# Object point labels:

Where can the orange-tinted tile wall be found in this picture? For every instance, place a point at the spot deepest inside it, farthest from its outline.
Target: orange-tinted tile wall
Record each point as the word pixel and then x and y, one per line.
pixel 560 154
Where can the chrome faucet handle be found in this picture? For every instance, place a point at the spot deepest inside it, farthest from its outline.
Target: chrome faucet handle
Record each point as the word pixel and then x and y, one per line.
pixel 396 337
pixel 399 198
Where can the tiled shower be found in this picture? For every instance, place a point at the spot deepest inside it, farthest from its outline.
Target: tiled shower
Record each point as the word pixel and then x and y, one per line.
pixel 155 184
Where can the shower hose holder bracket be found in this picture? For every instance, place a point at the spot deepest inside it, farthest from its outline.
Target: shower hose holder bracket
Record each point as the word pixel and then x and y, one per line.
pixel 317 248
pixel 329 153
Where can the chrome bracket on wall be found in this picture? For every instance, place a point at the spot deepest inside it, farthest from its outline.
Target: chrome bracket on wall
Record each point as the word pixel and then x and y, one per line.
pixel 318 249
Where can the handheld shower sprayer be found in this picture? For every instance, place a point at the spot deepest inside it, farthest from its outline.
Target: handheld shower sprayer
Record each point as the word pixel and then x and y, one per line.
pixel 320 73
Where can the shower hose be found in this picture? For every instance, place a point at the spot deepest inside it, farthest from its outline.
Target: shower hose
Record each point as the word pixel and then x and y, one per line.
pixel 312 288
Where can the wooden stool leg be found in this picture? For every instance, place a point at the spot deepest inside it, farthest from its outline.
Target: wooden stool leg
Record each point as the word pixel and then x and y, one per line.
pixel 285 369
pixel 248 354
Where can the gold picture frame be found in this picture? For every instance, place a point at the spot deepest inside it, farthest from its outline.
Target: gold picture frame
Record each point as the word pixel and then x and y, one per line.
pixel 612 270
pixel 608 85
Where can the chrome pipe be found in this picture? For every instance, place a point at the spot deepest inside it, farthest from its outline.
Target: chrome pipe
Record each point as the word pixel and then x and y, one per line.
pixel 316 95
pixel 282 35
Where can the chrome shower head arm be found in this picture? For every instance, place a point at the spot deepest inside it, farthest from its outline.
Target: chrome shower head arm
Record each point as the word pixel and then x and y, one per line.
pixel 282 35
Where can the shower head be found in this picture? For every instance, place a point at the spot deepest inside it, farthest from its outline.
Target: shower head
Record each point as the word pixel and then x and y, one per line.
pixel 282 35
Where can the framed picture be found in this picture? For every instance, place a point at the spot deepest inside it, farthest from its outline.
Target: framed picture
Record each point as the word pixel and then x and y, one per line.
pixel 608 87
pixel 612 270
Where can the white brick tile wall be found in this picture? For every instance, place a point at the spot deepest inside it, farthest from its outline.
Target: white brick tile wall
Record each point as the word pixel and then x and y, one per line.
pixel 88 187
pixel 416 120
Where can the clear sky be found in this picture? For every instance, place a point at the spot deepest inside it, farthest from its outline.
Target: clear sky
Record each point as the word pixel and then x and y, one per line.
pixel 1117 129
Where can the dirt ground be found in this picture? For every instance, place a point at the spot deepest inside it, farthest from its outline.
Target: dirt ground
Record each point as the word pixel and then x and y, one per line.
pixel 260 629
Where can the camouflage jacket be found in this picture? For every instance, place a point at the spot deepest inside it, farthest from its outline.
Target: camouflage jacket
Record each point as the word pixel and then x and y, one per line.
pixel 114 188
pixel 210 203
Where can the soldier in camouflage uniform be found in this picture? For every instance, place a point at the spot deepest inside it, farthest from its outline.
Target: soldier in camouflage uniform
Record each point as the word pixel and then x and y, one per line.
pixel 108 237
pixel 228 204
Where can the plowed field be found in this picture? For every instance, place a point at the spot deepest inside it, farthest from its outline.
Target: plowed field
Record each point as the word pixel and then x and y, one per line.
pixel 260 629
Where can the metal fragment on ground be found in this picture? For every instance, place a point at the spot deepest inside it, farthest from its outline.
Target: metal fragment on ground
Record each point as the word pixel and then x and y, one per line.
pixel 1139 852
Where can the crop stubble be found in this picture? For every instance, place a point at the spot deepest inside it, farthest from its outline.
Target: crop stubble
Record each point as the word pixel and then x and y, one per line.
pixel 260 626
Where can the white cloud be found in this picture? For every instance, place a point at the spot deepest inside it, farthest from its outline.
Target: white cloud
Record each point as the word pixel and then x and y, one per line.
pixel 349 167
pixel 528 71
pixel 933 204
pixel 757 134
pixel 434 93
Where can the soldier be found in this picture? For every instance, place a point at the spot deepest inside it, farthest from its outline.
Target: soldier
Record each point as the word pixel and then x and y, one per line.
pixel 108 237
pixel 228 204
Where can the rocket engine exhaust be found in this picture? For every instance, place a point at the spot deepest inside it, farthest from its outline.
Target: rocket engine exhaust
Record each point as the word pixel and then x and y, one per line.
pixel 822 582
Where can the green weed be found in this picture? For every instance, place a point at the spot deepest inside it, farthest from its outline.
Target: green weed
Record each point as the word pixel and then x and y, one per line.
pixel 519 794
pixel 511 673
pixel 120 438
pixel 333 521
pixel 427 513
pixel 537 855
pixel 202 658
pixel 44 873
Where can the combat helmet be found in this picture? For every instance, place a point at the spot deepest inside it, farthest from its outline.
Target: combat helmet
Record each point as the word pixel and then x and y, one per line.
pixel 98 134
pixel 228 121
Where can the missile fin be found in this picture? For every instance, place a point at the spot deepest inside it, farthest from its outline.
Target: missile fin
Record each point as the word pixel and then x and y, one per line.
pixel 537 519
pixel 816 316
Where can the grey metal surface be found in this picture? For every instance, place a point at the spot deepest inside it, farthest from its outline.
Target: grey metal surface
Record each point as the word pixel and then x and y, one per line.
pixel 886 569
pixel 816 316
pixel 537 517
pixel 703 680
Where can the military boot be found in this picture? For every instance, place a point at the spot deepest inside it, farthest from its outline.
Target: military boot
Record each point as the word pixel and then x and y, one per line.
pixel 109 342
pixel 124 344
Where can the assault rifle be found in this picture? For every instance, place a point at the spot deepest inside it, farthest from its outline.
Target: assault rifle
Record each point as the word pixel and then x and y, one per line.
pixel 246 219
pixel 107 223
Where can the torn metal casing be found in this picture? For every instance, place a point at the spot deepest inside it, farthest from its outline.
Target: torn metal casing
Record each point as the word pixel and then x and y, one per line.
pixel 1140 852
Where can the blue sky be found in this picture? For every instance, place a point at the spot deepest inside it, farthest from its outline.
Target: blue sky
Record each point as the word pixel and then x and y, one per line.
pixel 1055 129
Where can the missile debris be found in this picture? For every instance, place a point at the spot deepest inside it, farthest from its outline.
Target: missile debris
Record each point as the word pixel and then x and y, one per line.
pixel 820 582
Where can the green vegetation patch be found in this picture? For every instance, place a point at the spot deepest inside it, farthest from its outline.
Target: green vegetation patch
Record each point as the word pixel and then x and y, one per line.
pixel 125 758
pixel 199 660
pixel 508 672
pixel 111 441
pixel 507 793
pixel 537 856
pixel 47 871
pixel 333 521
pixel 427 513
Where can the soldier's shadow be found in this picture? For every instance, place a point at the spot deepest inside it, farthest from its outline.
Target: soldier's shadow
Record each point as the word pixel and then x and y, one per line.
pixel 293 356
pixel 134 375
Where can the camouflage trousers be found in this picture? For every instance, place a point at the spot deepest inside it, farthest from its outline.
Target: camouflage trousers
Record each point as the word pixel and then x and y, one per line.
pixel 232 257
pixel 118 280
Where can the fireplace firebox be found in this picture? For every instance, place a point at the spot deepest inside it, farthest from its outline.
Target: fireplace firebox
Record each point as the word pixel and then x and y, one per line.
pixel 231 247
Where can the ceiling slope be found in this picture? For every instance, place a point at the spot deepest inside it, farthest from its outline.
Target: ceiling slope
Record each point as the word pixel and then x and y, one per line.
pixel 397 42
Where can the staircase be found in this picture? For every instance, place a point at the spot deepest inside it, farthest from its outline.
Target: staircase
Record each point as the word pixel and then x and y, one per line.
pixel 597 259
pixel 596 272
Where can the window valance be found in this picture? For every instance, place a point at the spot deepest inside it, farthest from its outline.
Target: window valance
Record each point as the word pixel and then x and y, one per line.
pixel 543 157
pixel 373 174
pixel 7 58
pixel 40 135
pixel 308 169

# Given task:
Reproduce exactly the line containing "Where can the staircase" and every line after it through the end of the records above, and nothing else.

# Output of the task:
Where can the staircase be found in this picture? For every instance, place a point at the spot deepest inside it, farthest from its outline.
Target: staircase
Record each point as the word pixel and then x and y, one per line.
pixel 597 259
pixel 596 272
Where can the window valance be found in this picture? For every instance, place a point at the spot deepest inside it, farthest from its outline.
Target: window valance
Record each point as the word pixel and then x and y, one per line.
pixel 543 157
pixel 373 174
pixel 7 58
pixel 40 135
pixel 308 169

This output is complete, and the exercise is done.